Instructions to follow:
The required output is the line containing "Query: trimmed hedge" followed by each line through the end of the data below, repeated exactly and with nothing added.

[Referring expression pointing data]
········

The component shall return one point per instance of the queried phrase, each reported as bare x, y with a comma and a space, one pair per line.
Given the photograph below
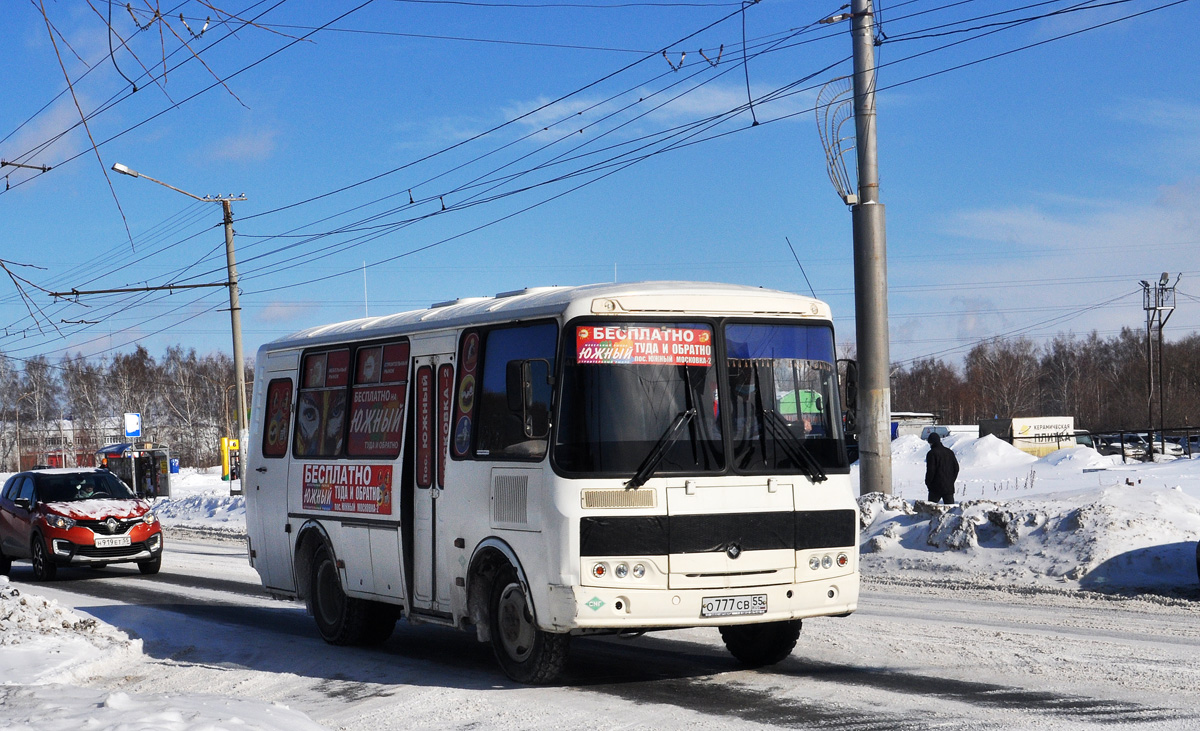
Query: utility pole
234, 307
1158, 301
870, 271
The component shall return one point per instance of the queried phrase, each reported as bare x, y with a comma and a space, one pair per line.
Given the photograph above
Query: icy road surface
913, 657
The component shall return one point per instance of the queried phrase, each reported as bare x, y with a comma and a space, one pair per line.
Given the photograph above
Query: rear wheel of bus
757, 645
345, 619
526, 653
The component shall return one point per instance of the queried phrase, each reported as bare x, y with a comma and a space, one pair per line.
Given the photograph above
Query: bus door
433, 388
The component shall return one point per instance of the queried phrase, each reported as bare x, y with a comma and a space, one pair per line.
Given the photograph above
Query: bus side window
279, 418
515, 427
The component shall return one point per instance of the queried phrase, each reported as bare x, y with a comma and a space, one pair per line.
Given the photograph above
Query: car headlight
59, 521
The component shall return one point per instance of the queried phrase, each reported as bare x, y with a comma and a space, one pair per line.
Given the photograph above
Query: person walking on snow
941, 471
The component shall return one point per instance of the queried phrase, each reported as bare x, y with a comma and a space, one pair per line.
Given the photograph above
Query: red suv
76, 516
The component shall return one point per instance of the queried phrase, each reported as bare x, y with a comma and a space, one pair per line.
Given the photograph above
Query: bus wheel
757, 645
526, 653
341, 619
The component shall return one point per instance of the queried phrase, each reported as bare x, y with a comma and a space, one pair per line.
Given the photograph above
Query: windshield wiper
793, 445
660, 449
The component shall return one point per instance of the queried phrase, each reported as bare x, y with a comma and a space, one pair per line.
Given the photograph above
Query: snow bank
1117, 538
199, 499
43, 642
47, 652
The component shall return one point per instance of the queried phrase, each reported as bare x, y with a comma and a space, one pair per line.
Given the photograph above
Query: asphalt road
912, 657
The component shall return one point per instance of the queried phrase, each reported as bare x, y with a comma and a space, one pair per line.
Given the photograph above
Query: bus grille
619, 498
510, 499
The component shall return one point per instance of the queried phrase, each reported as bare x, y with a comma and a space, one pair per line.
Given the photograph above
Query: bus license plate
731, 606
112, 541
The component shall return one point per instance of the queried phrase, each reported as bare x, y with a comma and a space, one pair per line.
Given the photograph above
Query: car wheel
526, 653
757, 645
150, 567
43, 567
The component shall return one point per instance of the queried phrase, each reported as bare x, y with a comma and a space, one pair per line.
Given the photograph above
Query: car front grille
101, 527
113, 552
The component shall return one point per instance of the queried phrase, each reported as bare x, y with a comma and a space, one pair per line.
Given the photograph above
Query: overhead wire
618, 163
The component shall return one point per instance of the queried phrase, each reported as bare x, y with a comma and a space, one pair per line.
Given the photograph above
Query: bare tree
1003, 375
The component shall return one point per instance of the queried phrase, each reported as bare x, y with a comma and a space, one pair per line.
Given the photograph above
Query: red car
77, 516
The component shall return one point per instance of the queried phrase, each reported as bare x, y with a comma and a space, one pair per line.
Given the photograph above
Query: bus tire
526, 653
341, 619
757, 645
43, 565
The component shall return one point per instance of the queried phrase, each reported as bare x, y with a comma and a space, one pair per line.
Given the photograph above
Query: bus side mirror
528, 389
514, 385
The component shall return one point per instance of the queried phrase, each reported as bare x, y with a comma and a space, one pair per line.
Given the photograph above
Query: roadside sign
132, 425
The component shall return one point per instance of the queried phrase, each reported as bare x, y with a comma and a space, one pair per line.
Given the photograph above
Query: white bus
609, 459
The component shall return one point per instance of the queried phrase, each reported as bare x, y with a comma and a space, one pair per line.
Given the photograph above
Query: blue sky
1026, 195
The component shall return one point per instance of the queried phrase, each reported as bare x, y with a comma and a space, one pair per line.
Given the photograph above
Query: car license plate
112, 541
731, 606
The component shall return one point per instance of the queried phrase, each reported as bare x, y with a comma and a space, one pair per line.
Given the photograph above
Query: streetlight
234, 307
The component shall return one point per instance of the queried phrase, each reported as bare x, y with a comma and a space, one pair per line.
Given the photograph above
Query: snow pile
209, 511
70, 708
201, 501
1119, 538
985, 453
42, 641
48, 652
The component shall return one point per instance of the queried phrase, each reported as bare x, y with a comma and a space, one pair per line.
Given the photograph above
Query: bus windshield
625, 385
634, 389
783, 388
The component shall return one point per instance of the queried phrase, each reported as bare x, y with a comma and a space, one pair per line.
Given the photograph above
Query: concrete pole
870, 273
235, 322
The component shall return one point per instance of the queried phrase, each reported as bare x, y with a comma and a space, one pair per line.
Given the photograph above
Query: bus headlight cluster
622, 570
827, 561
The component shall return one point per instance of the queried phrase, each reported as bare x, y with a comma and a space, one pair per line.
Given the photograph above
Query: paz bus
556, 462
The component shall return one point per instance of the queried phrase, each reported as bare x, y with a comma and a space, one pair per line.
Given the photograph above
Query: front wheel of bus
757, 645
341, 619
526, 653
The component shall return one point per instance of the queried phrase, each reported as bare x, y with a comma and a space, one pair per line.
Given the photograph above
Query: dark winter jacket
941, 467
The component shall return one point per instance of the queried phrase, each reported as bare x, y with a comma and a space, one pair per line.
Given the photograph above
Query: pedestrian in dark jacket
941, 471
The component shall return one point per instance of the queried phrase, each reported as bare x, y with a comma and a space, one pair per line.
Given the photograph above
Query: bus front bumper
569, 607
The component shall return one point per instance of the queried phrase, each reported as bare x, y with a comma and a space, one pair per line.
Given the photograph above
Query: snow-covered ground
1071, 522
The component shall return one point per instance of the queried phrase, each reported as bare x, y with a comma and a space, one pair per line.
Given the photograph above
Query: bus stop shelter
144, 467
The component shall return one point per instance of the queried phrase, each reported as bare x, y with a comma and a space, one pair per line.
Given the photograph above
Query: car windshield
81, 486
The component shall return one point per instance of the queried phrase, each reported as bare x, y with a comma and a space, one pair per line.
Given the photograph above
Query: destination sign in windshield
643, 346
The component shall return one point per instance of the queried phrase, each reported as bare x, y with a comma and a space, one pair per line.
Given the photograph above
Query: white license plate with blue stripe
733, 606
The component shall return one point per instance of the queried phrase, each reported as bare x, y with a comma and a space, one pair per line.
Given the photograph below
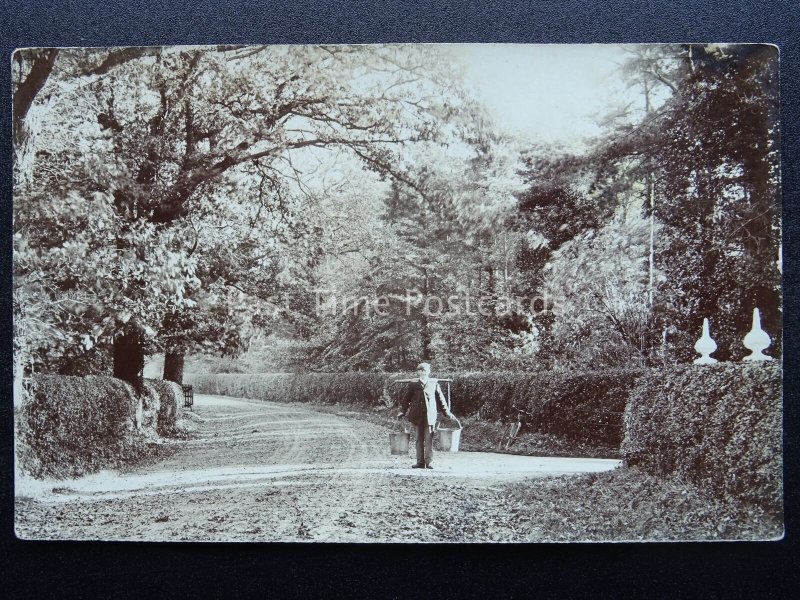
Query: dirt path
255, 471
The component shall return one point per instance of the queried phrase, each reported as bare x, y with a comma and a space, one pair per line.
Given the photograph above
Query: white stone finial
705, 346
757, 340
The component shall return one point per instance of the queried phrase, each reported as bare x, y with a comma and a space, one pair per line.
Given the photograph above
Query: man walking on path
419, 407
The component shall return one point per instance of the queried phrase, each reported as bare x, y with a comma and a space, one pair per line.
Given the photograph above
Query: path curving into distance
261, 471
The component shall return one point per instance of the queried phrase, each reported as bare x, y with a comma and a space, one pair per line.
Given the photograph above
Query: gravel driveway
256, 471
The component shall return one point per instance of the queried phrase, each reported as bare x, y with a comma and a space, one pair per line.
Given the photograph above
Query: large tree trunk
129, 355
173, 366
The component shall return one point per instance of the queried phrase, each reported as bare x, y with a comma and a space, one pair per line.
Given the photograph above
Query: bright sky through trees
544, 93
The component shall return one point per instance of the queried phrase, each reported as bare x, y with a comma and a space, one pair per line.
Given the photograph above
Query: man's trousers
424, 445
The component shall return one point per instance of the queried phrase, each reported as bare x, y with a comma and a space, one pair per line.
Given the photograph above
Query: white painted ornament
705, 346
757, 340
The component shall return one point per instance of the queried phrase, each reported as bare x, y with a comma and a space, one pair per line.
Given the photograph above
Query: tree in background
711, 152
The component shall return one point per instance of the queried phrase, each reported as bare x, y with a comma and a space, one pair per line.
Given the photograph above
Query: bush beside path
261, 471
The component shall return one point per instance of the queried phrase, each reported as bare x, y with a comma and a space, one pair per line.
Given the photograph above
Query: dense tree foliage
357, 200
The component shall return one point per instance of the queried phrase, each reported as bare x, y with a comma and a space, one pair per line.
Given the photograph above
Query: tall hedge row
74, 425
718, 426
586, 407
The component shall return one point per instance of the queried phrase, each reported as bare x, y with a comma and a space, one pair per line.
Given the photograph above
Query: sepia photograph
398, 293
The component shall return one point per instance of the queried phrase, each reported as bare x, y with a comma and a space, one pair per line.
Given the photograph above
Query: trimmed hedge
74, 425
585, 407
166, 401
717, 426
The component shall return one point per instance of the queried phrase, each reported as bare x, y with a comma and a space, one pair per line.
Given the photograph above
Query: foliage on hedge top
586, 407
73, 425
169, 401
718, 426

········

Solution to the exercise:
Query: trimmed hedge
74, 425
585, 407
166, 401
717, 426
The component shall return one point per instance of the queried phrase, each reported as bare x, y with a comma and a space, one pair per line.
Given the photograph above
Query: foliage on hedge top
586, 407
73, 425
169, 401
718, 426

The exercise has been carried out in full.